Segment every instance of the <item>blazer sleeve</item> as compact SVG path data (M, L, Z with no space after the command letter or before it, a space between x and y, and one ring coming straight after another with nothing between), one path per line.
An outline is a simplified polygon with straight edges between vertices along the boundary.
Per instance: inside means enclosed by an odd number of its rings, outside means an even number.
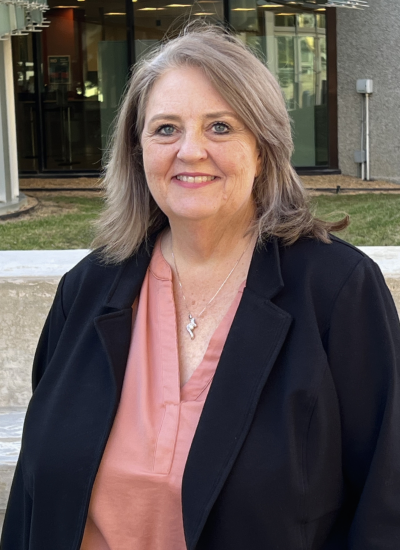
M47 316L33 362L32 387L35 391L48 365L65 322L62 291L65 275L58 285L53 305ZM28 550L32 514L32 498L24 480L23 461L18 459L7 510L4 518L1 550Z
M53 301L53 305L49 311L42 333L39 338L39 343L36 348L36 353L33 359L32 368L32 390L35 391L41 377L43 376L46 366L53 356L56 349L60 334L64 327L66 315L63 305L63 288L66 275L64 275L58 285L57 292Z
M400 326L378 266L364 257L335 300L328 357L354 515L348 550L400 548Z

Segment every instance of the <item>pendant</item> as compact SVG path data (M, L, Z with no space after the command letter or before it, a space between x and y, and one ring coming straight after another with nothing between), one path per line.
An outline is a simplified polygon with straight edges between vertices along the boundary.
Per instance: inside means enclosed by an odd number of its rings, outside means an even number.
M196 324L196 320L194 317L192 317L189 313L189 319L190 319L190 323L188 323L186 325L186 330L188 331L188 333L190 334L190 338L193 340L194 338L194 329L197 327L197 324Z

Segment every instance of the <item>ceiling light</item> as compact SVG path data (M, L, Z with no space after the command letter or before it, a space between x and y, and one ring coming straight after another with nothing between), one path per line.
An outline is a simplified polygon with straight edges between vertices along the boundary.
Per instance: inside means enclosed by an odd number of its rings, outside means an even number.
M168 4L167 8L191 8L192 4Z
M212 11L210 13L205 12L205 11L201 11L200 13L195 13L195 15L215 15L215 14Z
M165 10L165 8L138 8L137 11L160 11Z
M105 13L104 15L126 15L123 11L110 11L108 13Z
M255 8L233 8L232 11L256 11Z

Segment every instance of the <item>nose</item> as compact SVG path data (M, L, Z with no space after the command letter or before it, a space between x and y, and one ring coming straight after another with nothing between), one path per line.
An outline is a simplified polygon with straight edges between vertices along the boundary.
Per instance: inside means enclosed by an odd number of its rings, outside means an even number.
M177 158L186 163L193 163L207 158L206 141L201 132L190 130L182 135Z

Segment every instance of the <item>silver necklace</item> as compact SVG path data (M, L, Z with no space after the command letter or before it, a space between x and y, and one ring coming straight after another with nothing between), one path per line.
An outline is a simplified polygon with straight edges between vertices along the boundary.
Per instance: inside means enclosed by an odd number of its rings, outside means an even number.
M200 313L196 316L193 316L190 311L189 311L189 308L187 306L187 302L186 302L186 297L185 297L185 294L183 292L183 286L182 286L182 282L181 282L181 278L179 276L179 271L178 271L178 266L176 265L176 260L175 260L175 254L174 254L174 250L173 250L173 246L172 246L172 243L171 243L171 254L172 254L172 259L174 260L174 266L175 266L175 270L176 270L176 274L178 276L178 283L179 283L179 287L181 289L181 293L182 293L182 298L183 298L183 302L185 304L185 308L186 308L186 311L188 312L188 315L189 315L189 323L186 325L186 330L188 331L189 335L190 335L190 338L193 340L194 338L194 329L197 328L197 322L196 322L196 318L199 319L203 313L205 312L205 310L208 308L208 306L215 300L215 298L218 296L218 294L220 293L220 291L223 289L223 287L225 286L225 283L228 281L229 277L232 275L232 273L235 271L237 265L239 264L240 260L243 258L244 256L244 253L246 252L246 250L249 248L250 246L250 242L251 242L251 239L249 241L249 244L246 246L246 248L243 250L243 252L241 253L239 259L236 261L235 265L232 267L232 269L230 270L230 272L228 273L227 277L225 278L225 280L223 281L223 283L221 284L221 286L219 287L219 289L217 290L217 292L214 294L214 296L211 298L211 300L209 300L209 302L206 303L206 305L203 307L203 309L200 311ZM196 317L196 318L195 318Z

ASSIGNED TASK >> Output the data above exactly. Drop every picture.

WRITTEN ANSWER >>
Segment every instance of the <item>blazer sleeve</item> as compact SVG path data (M, L, Z with no space after the command letter or before it, a space between x and y, and one ring coming straight after another with nothing between), one path per line.
An outline is a simplified polygon with straight edges between vertices along the boundary.
Per instance: inside means enclosed by an odd number of its rings, outside means an even number.
M47 316L33 362L32 387L35 391L48 365L65 322L62 291L65 275L58 285L53 305ZM28 550L32 514L32 498L24 480L23 461L18 459L7 510L4 518L1 550Z
M53 301L53 305L49 311L42 333L39 338L39 343L36 348L36 353L33 359L32 368L32 390L35 391L41 377L43 376L46 366L53 356L56 349L60 334L64 327L66 315L63 305L63 288L66 275L64 275L58 285L57 292Z
M400 326L378 266L364 257L335 300L328 357L354 515L348 550L400 548Z

Segment every instance of the <item>pendant</item> as compact SVG path data (M, L, Z with no space after the command letter or before it, a space between x and y, and one ring coming straight after another with nothing between), one path per line.
An outline is a simplified polygon with straight edges between vertices along the boundary.
Per instance: inside means enclosed by an odd number of its rings, outside means an even number.
M196 324L196 320L194 317L192 317L189 313L189 319L190 319L190 323L188 323L186 325L186 330L188 331L188 333L190 334L190 338L193 340L194 338L194 329L197 327L197 324Z

Segment every instance of the <item>ceiling light</item> as compact SVG path data (M, L, Z with no space after the command letter or before it, a space between x and y, and one ring coming straight after another with nothing between), one path per line.
An outline is a simplified polygon with straight edges between vertices along the boundary.
Per instance: inside means enclosed by an odd number of its rings, outside means an even number.
M168 4L167 8L191 8L192 4Z
M212 11L210 13L205 12L205 11L201 11L200 13L195 13L195 15L215 15L215 14Z
M165 10L165 8L138 8L137 11L160 11Z
M105 13L104 15L126 15L123 11L110 11L108 13Z
M255 8L233 8L232 11L256 11Z

Segment every instance of the <item>nose</item> as compact SVG path data (M, L, Z with no space after the command letter or before it, a space between x and y, and one ring coming straight after another with nothing between), one path per line.
An outline is a simplified polygon with straight edges between vertices along the boundary.
Per instance: inside means enclosed by an odd number of its rings, outside means an even number.
M177 158L186 163L193 163L207 158L206 141L201 132L190 130L182 135Z

Segment every instance of the <item>silver necklace</item> as compact SVG path data (M, L, Z with no space after the command letter or before it, a space between x and y, and one ring coming straight after another with nothing between), one path per line.
An outline is a simplified polygon with straight edges between vertices along the boundary.
Per instance: inside means enclosed by an odd number of its rings, outside means an even number.
M200 313L196 316L193 316L190 311L189 311L189 308L187 306L187 302L186 302L186 297L185 297L185 294L183 292L183 286L182 286L182 282L181 282L181 278L179 276L179 271L178 271L178 266L176 265L176 260L175 260L175 254L174 254L174 250L173 250L173 246L172 246L172 243L171 243L171 254L172 254L172 259L174 260L174 266L175 266L175 270L176 270L176 274L178 276L178 283L179 283L179 287L181 289L181 293L182 293L182 298L183 298L183 302L185 304L185 308L186 308L186 311L188 312L188 315L189 315L189 323L186 325L186 330L188 331L189 335L190 335L190 338L193 340L194 338L194 329L197 328L197 322L196 322L196 318L199 319L203 313L205 312L205 310L208 308L208 306L215 300L215 298L218 296L218 294L220 293L220 291L223 289L223 287L225 286L225 283L228 281L229 277L232 275L232 273L235 271L237 265L239 264L240 260L243 258L244 256L244 253L246 252L246 250L249 248L250 246L250 242L251 242L251 239L249 241L249 244L246 246L246 248L243 250L243 252L241 253L239 259L236 261L235 265L232 267L232 269L230 270L230 272L228 273L227 277L225 278L225 280L223 281L223 283L221 284L221 286L219 287L219 289L217 290L217 292L214 294L214 296L211 298L211 300L209 300L209 302L206 303L206 305L203 307L203 309L200 311ZM196 317L196 318L195 318Z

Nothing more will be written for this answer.